Collected data:
• • •

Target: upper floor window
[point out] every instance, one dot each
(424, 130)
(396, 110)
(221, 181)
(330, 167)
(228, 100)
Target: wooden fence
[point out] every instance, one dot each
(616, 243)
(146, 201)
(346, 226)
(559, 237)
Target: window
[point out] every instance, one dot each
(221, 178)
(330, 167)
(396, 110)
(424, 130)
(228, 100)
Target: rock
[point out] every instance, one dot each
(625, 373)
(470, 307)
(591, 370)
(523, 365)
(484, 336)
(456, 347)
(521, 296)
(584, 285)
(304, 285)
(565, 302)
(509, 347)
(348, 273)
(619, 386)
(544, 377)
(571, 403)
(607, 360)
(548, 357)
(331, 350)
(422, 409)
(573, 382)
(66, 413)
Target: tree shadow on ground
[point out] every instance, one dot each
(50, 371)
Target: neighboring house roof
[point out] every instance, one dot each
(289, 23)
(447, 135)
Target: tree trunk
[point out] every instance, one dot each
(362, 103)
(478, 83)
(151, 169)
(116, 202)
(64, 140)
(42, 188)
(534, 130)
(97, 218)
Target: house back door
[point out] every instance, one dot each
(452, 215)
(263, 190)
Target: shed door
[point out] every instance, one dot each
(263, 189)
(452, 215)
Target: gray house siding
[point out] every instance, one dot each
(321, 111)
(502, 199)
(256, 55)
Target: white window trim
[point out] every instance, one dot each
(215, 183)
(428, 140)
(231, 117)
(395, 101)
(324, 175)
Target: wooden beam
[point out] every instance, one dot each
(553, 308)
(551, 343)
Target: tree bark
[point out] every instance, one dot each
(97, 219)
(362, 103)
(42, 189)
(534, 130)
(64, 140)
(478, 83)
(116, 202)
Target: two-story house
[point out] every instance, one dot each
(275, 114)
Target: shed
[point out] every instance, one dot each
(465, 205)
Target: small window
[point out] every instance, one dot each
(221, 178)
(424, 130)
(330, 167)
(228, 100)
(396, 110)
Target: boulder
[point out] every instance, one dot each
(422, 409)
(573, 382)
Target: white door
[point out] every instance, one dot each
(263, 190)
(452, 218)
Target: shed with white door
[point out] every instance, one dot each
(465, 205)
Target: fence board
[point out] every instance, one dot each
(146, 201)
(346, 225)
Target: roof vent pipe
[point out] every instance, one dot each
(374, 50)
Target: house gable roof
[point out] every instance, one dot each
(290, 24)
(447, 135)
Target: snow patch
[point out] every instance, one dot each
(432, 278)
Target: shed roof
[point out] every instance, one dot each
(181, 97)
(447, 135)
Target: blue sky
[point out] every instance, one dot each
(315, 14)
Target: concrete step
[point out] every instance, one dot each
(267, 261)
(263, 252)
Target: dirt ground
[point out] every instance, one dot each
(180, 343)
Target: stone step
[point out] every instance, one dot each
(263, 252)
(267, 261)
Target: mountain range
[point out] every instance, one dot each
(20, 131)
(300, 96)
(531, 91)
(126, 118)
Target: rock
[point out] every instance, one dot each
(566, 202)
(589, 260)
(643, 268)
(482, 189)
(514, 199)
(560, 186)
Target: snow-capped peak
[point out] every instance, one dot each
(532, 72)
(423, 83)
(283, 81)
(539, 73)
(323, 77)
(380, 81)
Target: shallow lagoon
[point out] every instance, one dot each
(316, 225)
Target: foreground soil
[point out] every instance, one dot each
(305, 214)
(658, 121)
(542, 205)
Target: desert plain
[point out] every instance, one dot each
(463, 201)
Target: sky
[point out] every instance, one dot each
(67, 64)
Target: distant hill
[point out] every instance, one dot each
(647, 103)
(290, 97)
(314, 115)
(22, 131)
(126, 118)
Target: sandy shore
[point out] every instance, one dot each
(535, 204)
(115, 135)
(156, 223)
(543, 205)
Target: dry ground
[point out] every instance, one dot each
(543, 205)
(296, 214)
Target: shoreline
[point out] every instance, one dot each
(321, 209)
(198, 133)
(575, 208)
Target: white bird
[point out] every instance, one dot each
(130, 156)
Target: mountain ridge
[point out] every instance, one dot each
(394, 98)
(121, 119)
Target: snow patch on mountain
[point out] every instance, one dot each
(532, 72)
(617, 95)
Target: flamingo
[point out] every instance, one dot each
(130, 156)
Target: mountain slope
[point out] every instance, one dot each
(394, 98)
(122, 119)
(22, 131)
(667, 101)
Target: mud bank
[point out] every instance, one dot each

• • •

Task directions - From the listing above, extract every line exactly as it stands.

Solution for this problem -
Target: upper floor window
[point out] every instance, one dot each
(424, 130)
(396, 110)
(221, 181)
(330, 167)
(228, 100)
Target: wooden fence
[point out] every instance, one dot each
(616, 243)
(146, 201)
(346, 226)
(559, 237)
Target: window
[point out] every instance, one dot each
(221, 178)
(330, 167)
(396, 110)
(424, 130)
(228, 100)
Target: rock
[point out] every instance, one dot each
(625, 373)
(470, 307)
(591, 370)
(523, 365)
(484, 336)
(456, 347)
(521, 296)
(584, 285)
(304, 285)
(565, 302)
(509, 347)
(348, 273)
(619, 386)
(544, 377)
(571, 403)
(607, 360)
(548, 357)
(331, 350)
(422, 409)
(573, 382)
(66, 413)
Target: tree shadow on ground
[point out] every instance, one dot each
(50, 371)
Target: neighboring house roof
[point out] every instance, one dot each
(289, 23)
(447, 135)
Target: tree trunk
[point out] every instance, one dot each
(362, 103)
(478, 83)
(151, 169)
(116, 202)
(64, 140)
(42, 188)
(534, 130)
(97, 218)
Target: house back door
[point out] every instance, one dot each
(452, 215)
(263, 190)
Target: shed door
[point out] every instance, one dot each
(263, 189)
(452, 215)
Target: gray house siding
[point out] every instance, one dot each
(321, 111)
(502, 199)
(256, 55)
Target: white window trim
[point out] every instance, one dot each
(215, 183)
(428, 140)
(231, 117)
(395, 101)
(324, 175)
Target: wooden beam
[point out] every instance, one dot each
(553, 308)
(551, 343)
Target: tree bark
[point out] every instance, one dot each
(97, 219)
(362, 103)
(42, 189)
(534, 130)
(64, 140)
(478, 83)
(116, 202)
Target: two-story house
[point out] every instance, one dot each
(275, 114)
Target: shed
[point out] every instance, one dot each
(465, 205)
Target: small window
[point out] every instance, one dot each
(221, 178)
(424, 130)
(330, 167)
(228, 100)
(396, 110)
Target: boulder
[point out] every instance, one dot each
(422, 409)
(573, 382)
Target: white door
[point out] every instance, one dot each
(263, 190)
(452, 218)
Target: shed with white door
[point out] every instance, one dot each
(465, 205)
Target: fence board
[point out] every instance, one dot each
(146, 201)
(346, 225)
Target: roof vent pipe
[point out] every instance, one dot each
(374, 50)
Target: house gable roof
[point out] every instance, one dot each
(290, 24)
(447, 135)
Target: snow patch
[point out] every instance, one dot each
(432, 278)
Target: shed roof
[point out] every instance, one dot each
(181, 97)
(447, 135)
Target: blue sky
[point out] every instance, one dot each
(315, 14)
Target: concrete step
[point out] every instance, one dot each
(267, 261)
(263, 252)
Target: dirt ground
[point out] every instance, one dot each
(180, 343)
Target: stone step
[point out] every instance, one dot each
(263, 252)
(267, 261)
Target: mountain range
[point out] every instance, one dot each
(20, 131)
(300, 96)
(531, 91)
(126, 118)
Target: rock
[point out] every instance, one dot each
(566, 202)
(589, 260)
(643, 268)
(482, 189)
(514, 199)
(560, 186)
Target: snow-capped peak
[point out] every instance, one dot each
(532, 72)
(423, 83)
(283, 81)
(539, 73)
(323, 77)
(380, 81)
Target: shallow lagoon
[point out] every instance, one dot each
(316, 225)
Target: foreground soil
[point out] every instance, one dot each
(305, 214)
(658, 121)
(542, 205)
Target: desert plain
[point out] every instance, one dot each
(463, 201)
Target: sky
[point out] every instance, one dot each
(67, 64)
Target: distant hill
[point out] every instance, one dot each
(647, 103)
(290, 97)
(314, 115)
(22, 131)
(126, 118)
Target: sandy shore
[point out] every instance, one dot each
(535, 204)
(115, 135)
(156, 223)
(543, 205)
Target: dry ground
[point out] every instance, one dot each
(543, 205)
(296, 214)
Target: shoreline
[point out] every instance, one dot each
(321, 209)
(198, 133)
(575, 208)
Target: white bird
[point out] every instance, one dot each
(130, 156)
Target: mountain ridge
[point out] every instance, one dot each
(394, 98)
(121, 119)
Target: snow patch on mountain
[point out] every instance, one dot each
(532, 72)
(617, 95)
Target: flamingo
[point out] every instance, one dot each
(130, 156)
Target: mountain slope
[point out] every instance, one dot each
(394, 98)
(122, 119)
(22, 131)
(667, 101)
Target: mud bank
[point out] every instance, one dot each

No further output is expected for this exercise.